After clicking through the slideshow in American Fruit Grower’s recent article, “Here Are the Top Mobile Apps for Ag in 2020 and Beyond.” I started to think about how many different software applications we use at 2nd Sight. Solidworks for designing parts, GitHub for software development, Adobe products for marketing material, Constant Contact for email marketing, QuickBooks for sales and accounting, Paychex for payroll, Microsoft 365 for email and Office products, Digital Ocean for data servers…. the list goes on. A sizable portion of our company’s expenses is dedicated to paying the fees to keep so many important processes of our business going. Monthly and annual software fees are part of the cost of running a business, including running a farm, in the 21st century.
Some of the types of apps included in the list for farmers include software for managing crop health and nutrition, soil sampling, pest and disease detection, field mapping, tracking equipment use, workflow analysis, weather monitoring, and yield estimation. All serve a purpose and aim to make farming more efficient, productive, and profitable. A new piece of software is often a tool to help reach goals which often include making somebody’s job easier, eliminating the job altogether, doing the job for less money, increasing efficiency, and providing information to make better, more profitable decisions. Economists will tell you that there’s no such thing as a free lunch. There is still a cost to making your operation more efficient and profitable. The benefits just need to outweigh the costs for software to make sense.
Sometimes it’s hard to put a value on something as intangible as software. We all complain (I do too) about the cost of a new iPhone. There’s not much to the hardware components, so why should I have to pay $1000 for a new phone every few years? It’s not about the hardware cost (other than more memory and improved camera, the iPhone itself hasn’t changed much). The cost is in the software. Creating good software takes quite a few people quite a bit of time. And as long as you want software that continuously improves, stays relevant, is supported, and provides you with the product support when you need it, there will always be a business behind the software that has employees on payroll and bills to pay.
Improved efficiency will have a cost. We must think about the tangible costs behind an intangible piece of software. However, that app should make your job easier, your operation more efficient, and help you achieve your long and short-term goals as a company. I’ll still complain about paying $65 every month for an email marketing software that I use every few weeks, but I know that it pays for itself every time we connect with a new customer.

YOUR TASKS:
- a) Sum up the article on software costs in two sentences.
- b) In the article on software costs, how much does the writer pay each month for email marketing software?
- c) From the article on software costs, copy out the stretch from "Sometimes it’s hard" through "bills to pay.", word for word.
The records that come next are separate material, not part of the article on software costs.

Image-backed grounding data
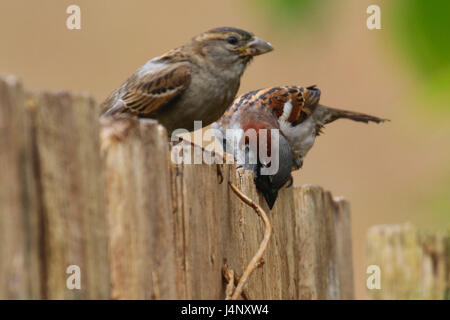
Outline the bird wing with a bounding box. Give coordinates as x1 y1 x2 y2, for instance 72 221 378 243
113 64 191 116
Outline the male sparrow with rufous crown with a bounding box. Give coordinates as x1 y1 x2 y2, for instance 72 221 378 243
211 86 386 209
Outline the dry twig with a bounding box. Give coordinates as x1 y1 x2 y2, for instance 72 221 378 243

ANSWERS GIVEN:
- a) Businesses, farms included, now pay ongoing software fees, and farm apps for things like crop health, field mapping, and weather monitoring aim to make work more efficient and profitable, though that still has a cost. Good software takes many people a lot of time to build and support, so it is worth paying for when its benefits outweigh its costs.

- b) $65 a month.

- c)
Sometimes it’s hard to put a value on something as intangible as software. We all complain (I do too) about the cost of a new iPhone. There’s not much to the hardware components, so why should I have to pay $1000 for a new phone every few years? It’s not about the hardware cost (other than more memory and improved camera, the iPhone itself hasn’t changed much). The cost is in the software. Creating good software takes quite a few people quite a bit of time. And as long as you want software that continuously improves, stays relevant, is supported, and provides you with the product support when you need it, there will always be a business behind the software that has employees on payroll and bills to pay.